SOURCE DATA START
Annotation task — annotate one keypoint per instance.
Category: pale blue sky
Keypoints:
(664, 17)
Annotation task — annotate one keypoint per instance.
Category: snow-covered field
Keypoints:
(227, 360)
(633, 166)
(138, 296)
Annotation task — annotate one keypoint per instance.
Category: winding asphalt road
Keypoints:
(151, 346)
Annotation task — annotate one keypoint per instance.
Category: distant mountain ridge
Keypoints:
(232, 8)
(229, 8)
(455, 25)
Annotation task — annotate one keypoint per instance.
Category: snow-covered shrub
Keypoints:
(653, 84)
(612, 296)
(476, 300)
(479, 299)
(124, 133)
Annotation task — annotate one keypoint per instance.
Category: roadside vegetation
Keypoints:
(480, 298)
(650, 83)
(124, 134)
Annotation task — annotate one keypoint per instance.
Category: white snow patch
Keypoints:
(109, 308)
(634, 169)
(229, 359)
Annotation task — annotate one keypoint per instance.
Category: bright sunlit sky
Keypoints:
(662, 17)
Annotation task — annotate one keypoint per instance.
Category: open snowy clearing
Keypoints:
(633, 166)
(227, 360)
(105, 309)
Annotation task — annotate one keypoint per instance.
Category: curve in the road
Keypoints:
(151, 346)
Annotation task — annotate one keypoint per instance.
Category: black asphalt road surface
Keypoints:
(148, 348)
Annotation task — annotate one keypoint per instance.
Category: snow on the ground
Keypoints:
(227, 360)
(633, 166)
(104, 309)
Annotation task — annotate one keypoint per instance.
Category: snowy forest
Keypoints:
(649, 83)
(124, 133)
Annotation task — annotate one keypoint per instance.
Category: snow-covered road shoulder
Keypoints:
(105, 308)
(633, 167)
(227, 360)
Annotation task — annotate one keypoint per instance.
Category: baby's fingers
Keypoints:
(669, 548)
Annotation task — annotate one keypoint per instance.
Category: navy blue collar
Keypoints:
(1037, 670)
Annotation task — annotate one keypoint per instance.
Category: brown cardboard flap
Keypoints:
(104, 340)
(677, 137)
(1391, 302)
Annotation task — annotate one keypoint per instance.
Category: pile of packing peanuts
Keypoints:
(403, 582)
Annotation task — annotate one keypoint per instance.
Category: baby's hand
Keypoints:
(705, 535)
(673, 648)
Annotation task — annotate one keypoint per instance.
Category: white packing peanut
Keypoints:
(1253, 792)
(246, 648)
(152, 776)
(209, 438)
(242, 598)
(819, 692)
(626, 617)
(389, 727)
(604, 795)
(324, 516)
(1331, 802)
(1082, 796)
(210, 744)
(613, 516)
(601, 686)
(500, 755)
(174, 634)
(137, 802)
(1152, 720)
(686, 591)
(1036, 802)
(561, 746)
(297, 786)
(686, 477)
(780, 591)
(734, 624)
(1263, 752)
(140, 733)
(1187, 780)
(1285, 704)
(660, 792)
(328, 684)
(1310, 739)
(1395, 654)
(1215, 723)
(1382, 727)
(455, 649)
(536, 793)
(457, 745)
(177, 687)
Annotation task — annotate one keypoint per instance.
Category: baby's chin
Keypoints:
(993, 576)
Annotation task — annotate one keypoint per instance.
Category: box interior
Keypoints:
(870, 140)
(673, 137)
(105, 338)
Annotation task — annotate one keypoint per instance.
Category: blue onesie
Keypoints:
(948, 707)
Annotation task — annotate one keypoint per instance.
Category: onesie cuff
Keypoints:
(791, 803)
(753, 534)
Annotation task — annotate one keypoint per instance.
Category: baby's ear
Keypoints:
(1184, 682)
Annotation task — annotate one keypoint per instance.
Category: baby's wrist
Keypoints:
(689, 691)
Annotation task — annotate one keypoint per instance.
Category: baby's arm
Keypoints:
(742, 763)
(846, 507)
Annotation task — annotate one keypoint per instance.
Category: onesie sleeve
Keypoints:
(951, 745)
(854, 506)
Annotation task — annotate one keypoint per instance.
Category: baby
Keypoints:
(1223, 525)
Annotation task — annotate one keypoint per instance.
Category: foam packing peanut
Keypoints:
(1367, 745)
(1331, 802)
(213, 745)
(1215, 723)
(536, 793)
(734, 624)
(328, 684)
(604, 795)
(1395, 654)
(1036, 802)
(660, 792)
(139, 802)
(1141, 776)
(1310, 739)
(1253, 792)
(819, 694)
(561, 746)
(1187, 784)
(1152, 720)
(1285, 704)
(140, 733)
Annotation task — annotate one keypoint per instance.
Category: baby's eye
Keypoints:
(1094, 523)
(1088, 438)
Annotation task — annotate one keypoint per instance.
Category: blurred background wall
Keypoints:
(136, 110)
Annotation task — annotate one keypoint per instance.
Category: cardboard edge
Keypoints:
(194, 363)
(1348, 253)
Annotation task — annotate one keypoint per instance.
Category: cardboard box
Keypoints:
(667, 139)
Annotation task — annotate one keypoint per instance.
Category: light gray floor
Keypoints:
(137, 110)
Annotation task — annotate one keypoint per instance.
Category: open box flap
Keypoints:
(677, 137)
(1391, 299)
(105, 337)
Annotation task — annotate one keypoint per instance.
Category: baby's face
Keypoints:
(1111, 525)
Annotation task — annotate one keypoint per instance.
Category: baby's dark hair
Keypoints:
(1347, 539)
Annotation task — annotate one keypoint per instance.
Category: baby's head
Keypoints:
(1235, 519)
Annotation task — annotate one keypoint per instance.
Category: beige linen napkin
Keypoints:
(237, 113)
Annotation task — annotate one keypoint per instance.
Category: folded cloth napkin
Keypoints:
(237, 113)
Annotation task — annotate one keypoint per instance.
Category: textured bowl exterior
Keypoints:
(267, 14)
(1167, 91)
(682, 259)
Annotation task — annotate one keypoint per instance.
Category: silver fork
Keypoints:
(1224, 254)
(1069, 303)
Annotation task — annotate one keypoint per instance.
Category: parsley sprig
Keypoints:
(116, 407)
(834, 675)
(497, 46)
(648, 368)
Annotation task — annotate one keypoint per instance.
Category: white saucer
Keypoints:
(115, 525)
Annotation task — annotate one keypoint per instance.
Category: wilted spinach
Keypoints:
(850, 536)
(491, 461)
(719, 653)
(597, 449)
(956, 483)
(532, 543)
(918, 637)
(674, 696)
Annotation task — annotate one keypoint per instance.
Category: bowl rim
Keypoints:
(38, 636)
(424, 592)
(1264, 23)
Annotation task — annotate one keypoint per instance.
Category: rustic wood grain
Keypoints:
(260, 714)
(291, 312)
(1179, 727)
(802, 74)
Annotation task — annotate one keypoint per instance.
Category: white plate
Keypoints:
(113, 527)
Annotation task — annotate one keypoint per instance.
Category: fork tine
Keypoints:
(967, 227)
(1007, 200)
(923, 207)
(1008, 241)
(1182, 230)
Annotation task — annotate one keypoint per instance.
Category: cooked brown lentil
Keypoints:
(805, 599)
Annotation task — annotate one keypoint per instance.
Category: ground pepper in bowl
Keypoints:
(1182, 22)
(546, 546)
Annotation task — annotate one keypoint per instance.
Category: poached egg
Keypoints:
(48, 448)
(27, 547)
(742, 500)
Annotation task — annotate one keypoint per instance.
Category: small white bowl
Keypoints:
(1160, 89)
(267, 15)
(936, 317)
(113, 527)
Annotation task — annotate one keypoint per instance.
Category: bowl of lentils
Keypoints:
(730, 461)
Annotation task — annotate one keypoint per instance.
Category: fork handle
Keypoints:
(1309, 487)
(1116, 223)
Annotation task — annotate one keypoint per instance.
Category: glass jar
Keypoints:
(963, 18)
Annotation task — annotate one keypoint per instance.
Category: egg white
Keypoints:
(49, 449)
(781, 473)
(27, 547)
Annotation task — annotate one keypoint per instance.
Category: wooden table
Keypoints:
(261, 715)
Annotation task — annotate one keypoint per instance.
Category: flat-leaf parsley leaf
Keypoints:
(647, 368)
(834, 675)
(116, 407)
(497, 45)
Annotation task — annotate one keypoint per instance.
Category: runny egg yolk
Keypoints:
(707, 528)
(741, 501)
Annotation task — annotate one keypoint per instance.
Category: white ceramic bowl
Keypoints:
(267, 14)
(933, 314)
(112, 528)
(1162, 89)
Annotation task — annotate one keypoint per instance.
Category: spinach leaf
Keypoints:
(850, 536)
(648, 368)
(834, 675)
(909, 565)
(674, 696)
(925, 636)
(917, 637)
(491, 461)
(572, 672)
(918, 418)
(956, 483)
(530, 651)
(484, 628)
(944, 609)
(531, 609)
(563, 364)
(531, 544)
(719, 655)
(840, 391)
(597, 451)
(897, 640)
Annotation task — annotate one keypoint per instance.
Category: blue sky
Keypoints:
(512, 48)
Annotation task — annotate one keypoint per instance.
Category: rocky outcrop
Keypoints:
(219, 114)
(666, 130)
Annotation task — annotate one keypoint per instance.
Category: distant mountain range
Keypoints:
SOURCE DATA END
▸ ASSIGNMENT: Out of the data above, transcribe exactly and only the lines starting with the line that has "Category: baby's eye" and going on through the line that has "Category: baby's face", both included.

▸ TASK SOLUTION:
Category: baby's eye
Keypoints:
(1094, 523)
(1088, 438)
Annotation task — annotate one keypoint per instance.
Category: blurred background wall
Keypoints:
(136, 110)
Annotation task — annotate one keypoint per instance.
Category: cardboard edge
Keypoints:
(194, 363)
(1348, 253)
Annotation task — annotate one keypoint per instance.
Category: cardboard box
Keypoints:
(667, 139)
Annotation task — annotate one keypoint per instance.
Category: light gray floor
Keypoints:
(137, 110)
Annotation task — annotate one keypoint per instance.
Category: open box flap
Keypoints:
(677, 137)
(1391, 299)
(105, 337)
Annotation task — annotate one keypoint per instance.
Category: baby's face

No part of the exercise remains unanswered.